• [Directions]:
a – In the passage about teaching in the USA, what job did the writer hold there in 1971?
b – From the passage about teaching in the USA, reproduce the text between "Being English I" and "do with Americans.", inclusive.

Excerpt provided Block Start

I taught in the USA for a year in 1979/80. That was a very enjoyable and interesting experience. I had lived and worked in the USA for short periods prior to that (in 1971 as a dishwasher) but had not been there long enough to immerse myself in the culture.
Being English I share a common language. That gives the illusion that our cultures are similar. They are not. I rapidly found that I actually culturally share more in common with my European cousins than I do with Americans.
The first hurdle was religion. In England Christianity is dead. The churches are empty. As an atheist that suits me fine. In the USA I rapidly found that religion permeated everything.
Then we have nationalism and patriotism. In England we have a cynical attitude towards those who rule. While some love the monarchy others want it kicked out. As for the country and our history many of us are ambivalent. I certainly don’t condone much of what went on during our colonial days. It was violent and racist. Neither do I support an establishment that deployed the troops, profiteered and stripped the wealth back to their palaces and mansions while the bulk of the country lived in terrible slums. So the pledge of allegiance, saluting the flag was an amusing joke.
Religion and patriotism seemed like a brain washing exercise to me. I didn’t think that would be nearly as effective as it proves to be.
I watched from outside. In my Biology lessons on evolution I had dour-faced parents with egg-timers checking that I spent 50% of time on creationism. I treated this as a joke.
I listened to my black and Hispanic students regale me with their stories. We had racism in England but not gangs with guns like in LA. Not the massive drug problem and battles with the police. (I guess we’re getting there now). I listened to the stories of shoot-outs, to the discussions on weapons – machine guns for heaven’s sake! This sounded nuts to me.
America always had that nutty side – the Wild West attitude, the religious extremism, white supremacy and Nazi stuff. It looks to me from outside as if the internet has fuelled it with conspiracy and reinforcement and Trump’s cynical populism has harnessed it, magnified it, empowered it, and brought together a set of disparate groups. He’s united the white supremacists, evangelicals and NRA and QAnon has turned conspiracy mainstream. Never realised there were so many nut jobs!

Excerpt provided Block End
Excerpted records Block Start

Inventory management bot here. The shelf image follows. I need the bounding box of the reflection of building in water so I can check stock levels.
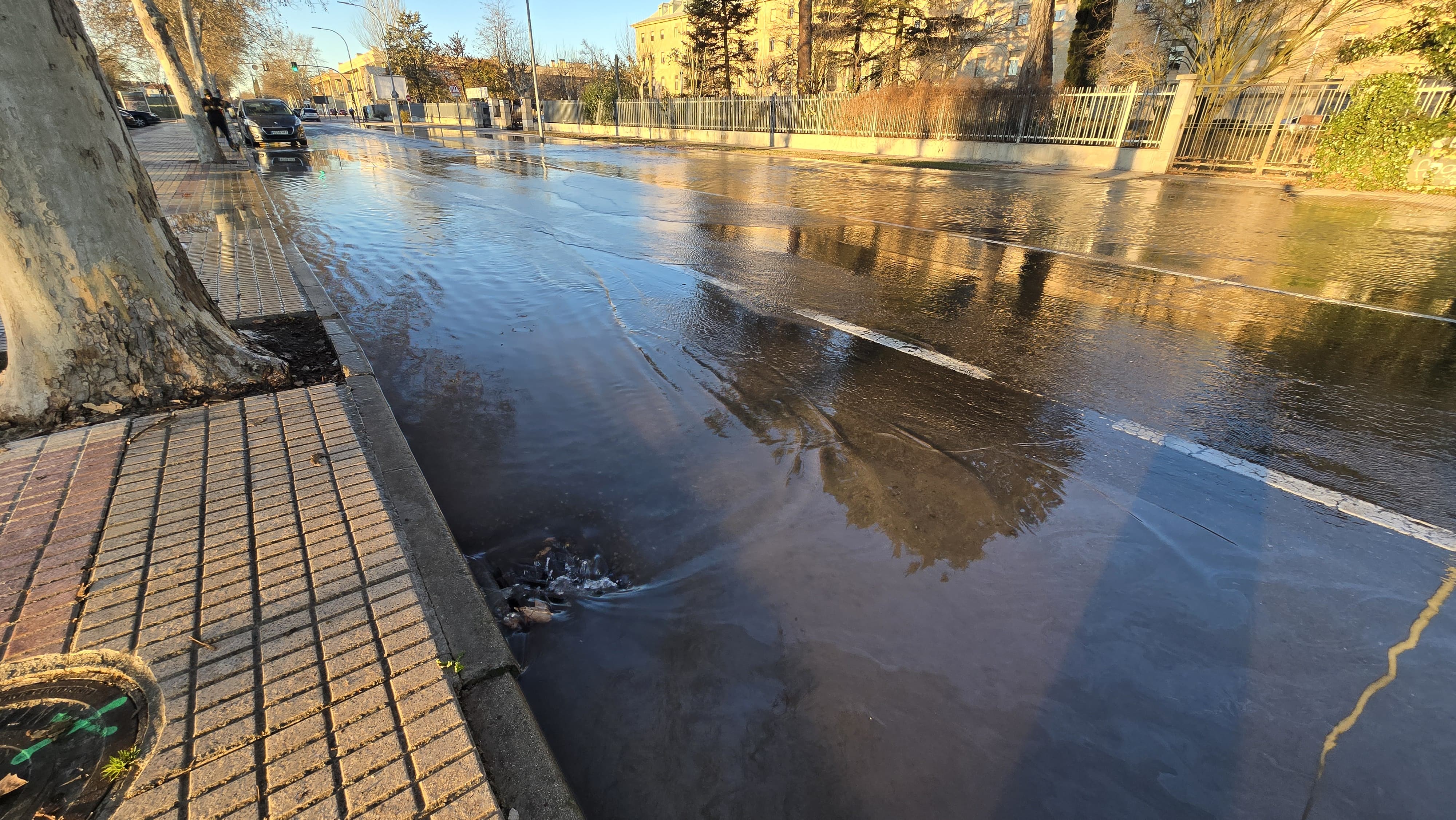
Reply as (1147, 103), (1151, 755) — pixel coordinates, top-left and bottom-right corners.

Excerpted records Block End
Excerpted records Block Start

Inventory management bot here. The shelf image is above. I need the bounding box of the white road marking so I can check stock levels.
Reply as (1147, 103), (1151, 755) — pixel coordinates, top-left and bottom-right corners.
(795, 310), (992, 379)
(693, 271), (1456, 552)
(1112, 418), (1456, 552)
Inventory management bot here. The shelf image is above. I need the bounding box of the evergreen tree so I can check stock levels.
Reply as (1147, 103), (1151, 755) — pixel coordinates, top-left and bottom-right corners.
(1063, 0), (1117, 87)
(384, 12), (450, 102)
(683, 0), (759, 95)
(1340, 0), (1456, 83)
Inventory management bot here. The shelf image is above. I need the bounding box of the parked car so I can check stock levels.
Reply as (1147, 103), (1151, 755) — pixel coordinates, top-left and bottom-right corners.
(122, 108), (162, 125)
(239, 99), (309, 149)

Excerpted records Block End

• [Responses to the exercise]:
a – Dishwasher.

b –
Being English I share a common language. That gives the illusion that our cultures are similar. They are not. I rapidly found that I actually culturally share more in common with my European cousins than I do with Americans.